● **GIVEN INSTRUCTION**:
Reproduce the lines of the records verbatim, beginning with the line that contains "Could you point at the wooden dining table" and continuing through the end of the records.

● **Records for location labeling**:
- - - - - - -

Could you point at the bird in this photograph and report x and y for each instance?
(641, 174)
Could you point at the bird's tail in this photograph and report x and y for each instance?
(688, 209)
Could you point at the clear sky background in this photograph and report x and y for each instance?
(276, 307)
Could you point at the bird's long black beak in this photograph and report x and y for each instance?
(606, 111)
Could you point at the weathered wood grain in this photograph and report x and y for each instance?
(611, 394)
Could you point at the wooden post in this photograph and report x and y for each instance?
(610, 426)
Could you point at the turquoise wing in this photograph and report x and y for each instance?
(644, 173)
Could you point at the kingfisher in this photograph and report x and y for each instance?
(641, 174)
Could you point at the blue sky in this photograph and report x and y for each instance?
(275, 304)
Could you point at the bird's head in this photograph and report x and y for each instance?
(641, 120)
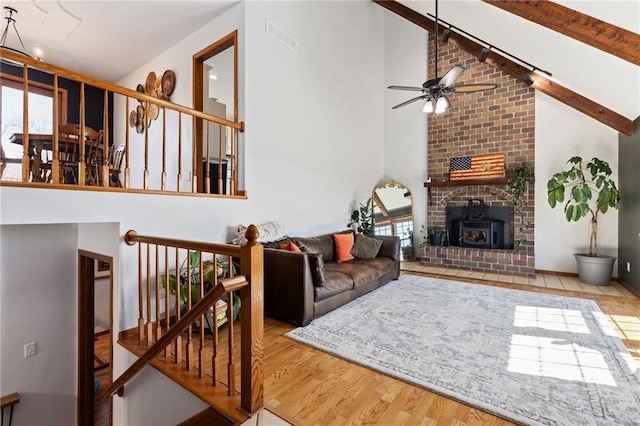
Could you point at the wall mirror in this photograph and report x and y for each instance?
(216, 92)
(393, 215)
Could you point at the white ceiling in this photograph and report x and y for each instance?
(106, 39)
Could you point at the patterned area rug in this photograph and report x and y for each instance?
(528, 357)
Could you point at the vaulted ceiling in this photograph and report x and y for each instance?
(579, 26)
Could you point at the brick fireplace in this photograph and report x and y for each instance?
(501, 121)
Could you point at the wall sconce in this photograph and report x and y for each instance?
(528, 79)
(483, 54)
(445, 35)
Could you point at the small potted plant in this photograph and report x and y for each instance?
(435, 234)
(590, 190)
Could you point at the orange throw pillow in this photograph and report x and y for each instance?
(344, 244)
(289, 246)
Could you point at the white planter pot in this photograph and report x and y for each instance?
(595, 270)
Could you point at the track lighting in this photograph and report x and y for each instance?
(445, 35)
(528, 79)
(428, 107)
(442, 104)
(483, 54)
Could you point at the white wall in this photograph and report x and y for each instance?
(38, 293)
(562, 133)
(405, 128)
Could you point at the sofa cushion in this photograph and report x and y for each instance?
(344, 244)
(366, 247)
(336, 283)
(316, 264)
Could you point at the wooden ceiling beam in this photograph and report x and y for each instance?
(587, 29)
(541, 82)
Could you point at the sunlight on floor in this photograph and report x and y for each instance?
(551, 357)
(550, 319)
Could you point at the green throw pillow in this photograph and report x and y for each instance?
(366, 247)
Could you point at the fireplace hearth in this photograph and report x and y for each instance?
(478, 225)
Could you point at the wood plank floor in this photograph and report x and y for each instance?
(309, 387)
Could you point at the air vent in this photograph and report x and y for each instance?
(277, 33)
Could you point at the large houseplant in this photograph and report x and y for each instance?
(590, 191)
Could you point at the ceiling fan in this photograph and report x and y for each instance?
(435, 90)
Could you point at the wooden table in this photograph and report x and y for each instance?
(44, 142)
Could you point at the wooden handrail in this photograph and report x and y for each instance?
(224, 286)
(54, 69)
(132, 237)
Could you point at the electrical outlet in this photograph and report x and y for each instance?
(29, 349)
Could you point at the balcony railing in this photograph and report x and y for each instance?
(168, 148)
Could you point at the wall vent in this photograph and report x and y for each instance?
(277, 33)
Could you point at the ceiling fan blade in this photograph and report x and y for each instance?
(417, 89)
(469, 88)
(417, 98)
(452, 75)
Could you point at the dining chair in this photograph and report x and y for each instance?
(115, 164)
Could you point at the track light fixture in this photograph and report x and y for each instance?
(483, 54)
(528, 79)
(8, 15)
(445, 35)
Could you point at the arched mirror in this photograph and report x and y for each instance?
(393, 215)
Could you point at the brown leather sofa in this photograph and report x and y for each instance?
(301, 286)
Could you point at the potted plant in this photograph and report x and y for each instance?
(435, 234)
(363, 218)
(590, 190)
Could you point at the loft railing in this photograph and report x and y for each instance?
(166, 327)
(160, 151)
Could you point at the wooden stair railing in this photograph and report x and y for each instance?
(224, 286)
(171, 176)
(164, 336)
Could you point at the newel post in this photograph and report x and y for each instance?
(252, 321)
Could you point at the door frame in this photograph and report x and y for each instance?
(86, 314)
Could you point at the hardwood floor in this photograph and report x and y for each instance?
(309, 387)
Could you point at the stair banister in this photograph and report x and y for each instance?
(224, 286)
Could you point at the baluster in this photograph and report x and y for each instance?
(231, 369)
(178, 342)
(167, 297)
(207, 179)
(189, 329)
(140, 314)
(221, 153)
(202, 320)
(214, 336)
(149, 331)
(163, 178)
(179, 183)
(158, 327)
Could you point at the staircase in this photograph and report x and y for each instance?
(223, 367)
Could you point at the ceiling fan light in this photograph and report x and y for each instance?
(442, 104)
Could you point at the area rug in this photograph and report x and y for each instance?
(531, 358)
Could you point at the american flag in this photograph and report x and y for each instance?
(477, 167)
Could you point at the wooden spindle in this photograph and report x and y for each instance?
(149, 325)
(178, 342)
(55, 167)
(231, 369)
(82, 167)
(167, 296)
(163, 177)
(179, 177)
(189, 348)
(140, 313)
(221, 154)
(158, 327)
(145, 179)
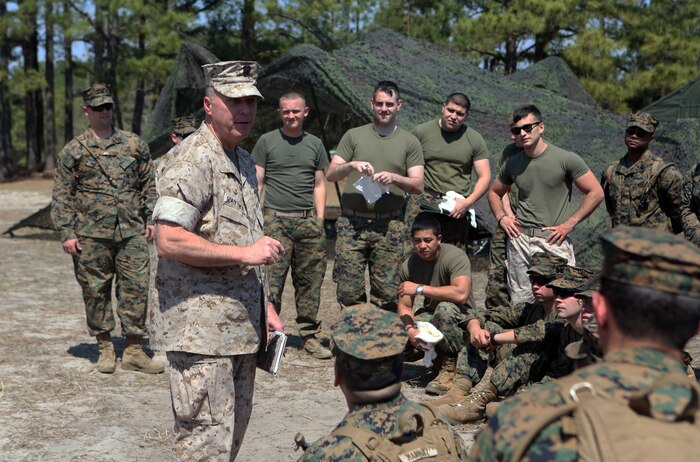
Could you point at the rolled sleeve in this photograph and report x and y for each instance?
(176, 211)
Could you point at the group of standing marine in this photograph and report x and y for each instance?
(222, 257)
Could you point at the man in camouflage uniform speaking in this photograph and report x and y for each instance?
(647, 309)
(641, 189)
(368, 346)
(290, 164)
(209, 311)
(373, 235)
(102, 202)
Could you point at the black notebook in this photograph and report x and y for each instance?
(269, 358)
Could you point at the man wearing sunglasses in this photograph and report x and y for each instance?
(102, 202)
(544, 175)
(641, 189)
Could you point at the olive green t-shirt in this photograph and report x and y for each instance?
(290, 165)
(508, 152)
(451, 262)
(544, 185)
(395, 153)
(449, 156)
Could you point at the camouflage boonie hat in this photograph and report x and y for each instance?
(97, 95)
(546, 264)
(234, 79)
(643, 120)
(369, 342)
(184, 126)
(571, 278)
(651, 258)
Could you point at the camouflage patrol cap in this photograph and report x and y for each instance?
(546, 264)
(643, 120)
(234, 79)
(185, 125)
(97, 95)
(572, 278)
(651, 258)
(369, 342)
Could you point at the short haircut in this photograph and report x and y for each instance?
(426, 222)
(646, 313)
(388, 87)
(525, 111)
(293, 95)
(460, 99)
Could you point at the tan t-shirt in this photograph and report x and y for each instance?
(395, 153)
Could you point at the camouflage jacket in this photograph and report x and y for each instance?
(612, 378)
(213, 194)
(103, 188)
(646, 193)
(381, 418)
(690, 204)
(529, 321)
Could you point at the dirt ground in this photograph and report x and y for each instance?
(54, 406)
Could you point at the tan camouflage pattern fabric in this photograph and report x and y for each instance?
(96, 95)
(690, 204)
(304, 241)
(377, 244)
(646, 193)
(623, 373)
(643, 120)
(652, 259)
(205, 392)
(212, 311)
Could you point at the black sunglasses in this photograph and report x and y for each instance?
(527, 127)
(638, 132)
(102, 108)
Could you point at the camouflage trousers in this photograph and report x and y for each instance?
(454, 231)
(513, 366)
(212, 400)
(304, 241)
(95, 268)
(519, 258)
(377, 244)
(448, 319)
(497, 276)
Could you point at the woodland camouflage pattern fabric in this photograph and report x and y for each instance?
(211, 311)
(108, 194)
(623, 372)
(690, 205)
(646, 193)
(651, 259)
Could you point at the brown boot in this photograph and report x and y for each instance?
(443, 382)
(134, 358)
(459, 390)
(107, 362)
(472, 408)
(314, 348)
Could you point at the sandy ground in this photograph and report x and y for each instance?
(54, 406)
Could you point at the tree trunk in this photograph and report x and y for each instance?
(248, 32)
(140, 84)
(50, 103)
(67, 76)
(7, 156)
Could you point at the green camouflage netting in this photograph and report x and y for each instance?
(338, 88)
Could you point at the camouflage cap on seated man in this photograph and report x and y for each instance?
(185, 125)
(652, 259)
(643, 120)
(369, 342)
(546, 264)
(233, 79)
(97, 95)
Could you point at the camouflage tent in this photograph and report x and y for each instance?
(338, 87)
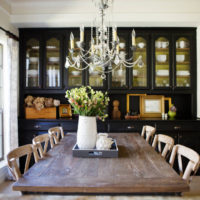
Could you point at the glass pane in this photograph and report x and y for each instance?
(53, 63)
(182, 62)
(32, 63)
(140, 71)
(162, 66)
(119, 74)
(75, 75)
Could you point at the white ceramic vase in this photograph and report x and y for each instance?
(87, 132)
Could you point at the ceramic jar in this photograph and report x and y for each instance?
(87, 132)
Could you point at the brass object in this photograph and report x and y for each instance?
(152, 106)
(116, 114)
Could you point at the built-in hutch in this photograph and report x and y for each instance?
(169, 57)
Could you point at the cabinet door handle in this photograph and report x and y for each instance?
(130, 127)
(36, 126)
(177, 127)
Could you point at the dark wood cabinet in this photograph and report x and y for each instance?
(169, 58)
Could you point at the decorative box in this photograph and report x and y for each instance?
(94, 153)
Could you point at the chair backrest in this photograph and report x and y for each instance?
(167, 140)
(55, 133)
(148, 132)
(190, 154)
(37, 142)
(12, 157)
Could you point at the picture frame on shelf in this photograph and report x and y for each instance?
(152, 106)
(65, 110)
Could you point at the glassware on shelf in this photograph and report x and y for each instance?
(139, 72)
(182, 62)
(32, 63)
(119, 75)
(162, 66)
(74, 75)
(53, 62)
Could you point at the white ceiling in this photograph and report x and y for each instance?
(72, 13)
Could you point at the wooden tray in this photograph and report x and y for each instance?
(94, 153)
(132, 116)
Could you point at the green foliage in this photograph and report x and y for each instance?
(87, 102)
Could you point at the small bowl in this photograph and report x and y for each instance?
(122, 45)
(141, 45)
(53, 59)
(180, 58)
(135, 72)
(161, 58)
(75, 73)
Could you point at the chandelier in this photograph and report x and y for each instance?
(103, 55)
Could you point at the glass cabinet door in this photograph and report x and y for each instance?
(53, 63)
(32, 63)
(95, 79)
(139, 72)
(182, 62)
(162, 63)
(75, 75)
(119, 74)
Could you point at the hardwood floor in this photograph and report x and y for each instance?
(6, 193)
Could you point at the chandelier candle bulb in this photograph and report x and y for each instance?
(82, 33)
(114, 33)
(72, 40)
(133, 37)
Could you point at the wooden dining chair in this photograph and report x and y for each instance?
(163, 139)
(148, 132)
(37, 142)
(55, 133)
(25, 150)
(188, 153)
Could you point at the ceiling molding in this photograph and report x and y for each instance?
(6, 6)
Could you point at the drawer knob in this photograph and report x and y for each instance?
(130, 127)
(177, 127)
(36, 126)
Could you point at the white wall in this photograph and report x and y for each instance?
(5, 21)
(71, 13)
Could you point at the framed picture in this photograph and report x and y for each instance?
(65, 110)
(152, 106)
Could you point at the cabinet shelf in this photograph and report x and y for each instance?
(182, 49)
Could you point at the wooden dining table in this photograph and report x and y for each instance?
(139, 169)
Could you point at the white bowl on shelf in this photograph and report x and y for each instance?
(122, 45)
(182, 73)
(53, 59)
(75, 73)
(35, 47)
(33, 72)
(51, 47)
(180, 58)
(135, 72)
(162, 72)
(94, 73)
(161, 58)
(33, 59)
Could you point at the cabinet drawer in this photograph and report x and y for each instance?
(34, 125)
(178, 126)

- - - - - - -

● **EXERCISE ANSWER**:
Could you point at the wooden dining table in this photograph and report x and y for each instance?
(139, 169)
Could you point at the white bowl on shelf in this photograph and report x and y for each instance?
(122, 45)
(182, 73)
(53, 59)
(75, 73)
(35, 47)
(33, 72)
(51, 47)
(180, 58)
(135, 72)
(162, 72)
(94, 73)
(161, 58)
(33, 59)
Could you point at the cabinet drawer in this photograph and report x and y for each instance?
(34, 125)
(178, 126)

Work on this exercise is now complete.